╭─ Supplied data
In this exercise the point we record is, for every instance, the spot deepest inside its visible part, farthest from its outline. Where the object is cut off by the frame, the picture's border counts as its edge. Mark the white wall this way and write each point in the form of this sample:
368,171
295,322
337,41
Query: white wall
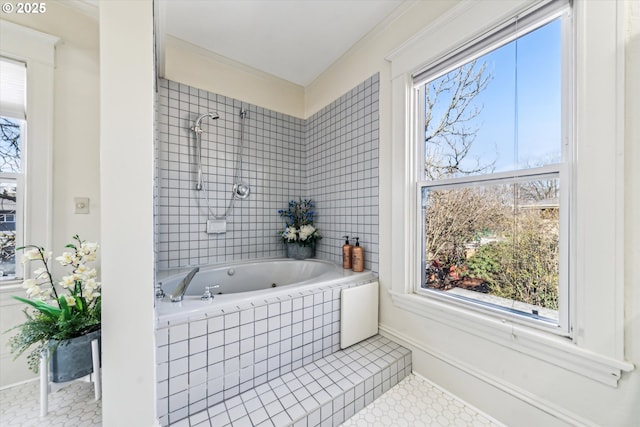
194,66
511,385
75,143
126,172
515,388
76,119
╰─
» **Problem requirements**:
Would you output the full listing exactly as it stands, minus the images?

» **Result of this exercise**:
In this exercise the point we record is, for every instance, the spot deepest inside its visible part, farthest from its outline. Where the object is cut off by the frame, the picture's border counts as its edge. Mark the white wall this way and write each point in the form of this sample:
368,171
295,322
337,41
Query: white wall
194,66
511,385
75,143
126,172
515,388
76,119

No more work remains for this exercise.